In addition to the above, the website offers information on exhibitions and recent publications concerning the Nijmegen area and its past. An overview of the exhibitions is to be found on the Museum page. Recent publications you can find under Signalementen (book reviews).

And furthermore, of course, we offer a page of Links, with interesting websites on Nijmegen and surroundings.

The Numaga logo

What is the origin of the Numaga logo (at the top of this page)? In the first Numaga publication it says about this:
"The oldest known seal of the city of Nijmegen dates back to the year 1265 and is attached to a charter that is deposited in the municipal museum. This charter deals with the transfer of property by the couple Remboldus Albertszoon and Helwig before judge Willem van Hirnen and aldermen. On the seal in white wax we see a part of a stronghold or castle that some identify as the imperial palace at the Valkhof, while others see it as the city of Nijmegen. Above the fragment of a city wall and flanked by two Roman towers we see, in front of a fortified gate, the bust of the emperor with his crown, sceptre and globe. The inscription at the edge reads: Sigillum Burgensium de Numegen (the seal of the Nijmegen citizens).
Numaga finds this seal a worthy and representative emblem for the Association and its periodical and for this reason it takes pride of place on the periodical's cover as a symbol of the Nijmegen community. The artwork is by Jan van Vught Tijssen Sr."

Work instructions:
**A.** Copy the Numaga passage between "What is the" and "the Nijmegen citizens).", inclusive, swapping "white wax" for "red wax".
**B.** According to the Numaga passage, why does the old city seal appear on the cover of the periodical?
The items that come next are drawn from a separate source.

Information shown:
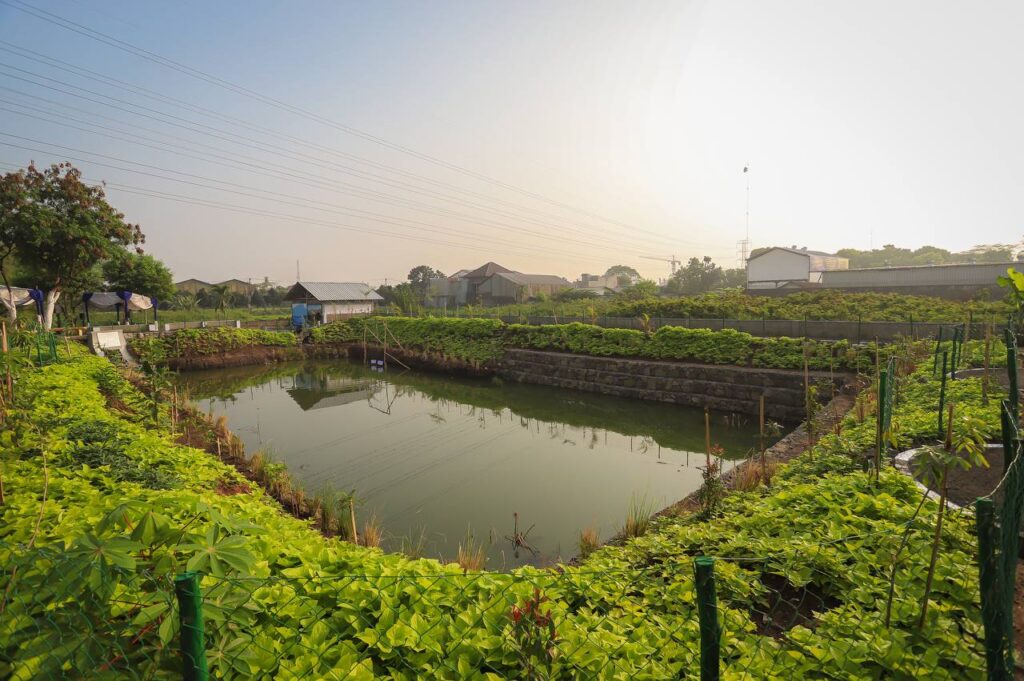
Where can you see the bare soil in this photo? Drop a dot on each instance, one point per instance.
(964, 486)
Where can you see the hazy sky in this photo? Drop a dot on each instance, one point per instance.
(365, 138)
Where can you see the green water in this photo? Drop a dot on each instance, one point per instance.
(434, 458)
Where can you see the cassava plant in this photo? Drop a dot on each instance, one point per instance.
(963, 449)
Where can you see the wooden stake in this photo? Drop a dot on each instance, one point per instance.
(763, 467)
(9, 381)
(984, 377)
(708, 435)
(351, 515)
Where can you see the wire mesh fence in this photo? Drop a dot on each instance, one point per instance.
(794, 613)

Exercise results:
**A.**
What is the origin of the Numaga logo (at the top of this page)? In the first Numaga publication it says about this:
"The oldest known seal of the city of Nijmegen dates back to the year 1265 and is attached to a charter that is deposited in the municipal museum. This charter deals with the transfer of property by the couple Remboldus Albertszoon and Helwig before judge Willem van Hirnen and aldermen. On the seal in red wax we see a part of a stronghold or castle that some identify as the imperial palace at the Valkhof, while others see it as the city of Nijmegen. Above the fragment of a city wall and flanked by two Roman towers we see, in front of a fortified gate, the bust of the emperor with his crown, sceptre and globe. The inscription at the edge reads: Sigillum Burgensium de Numegen (the seal of the Nijmegen citizens).

**B.** Numaga considers the seal a worthy and representative emblem for the Association and its periodical. For that reason it takes pride of place on the cover as a symbol of the Nijmegen community.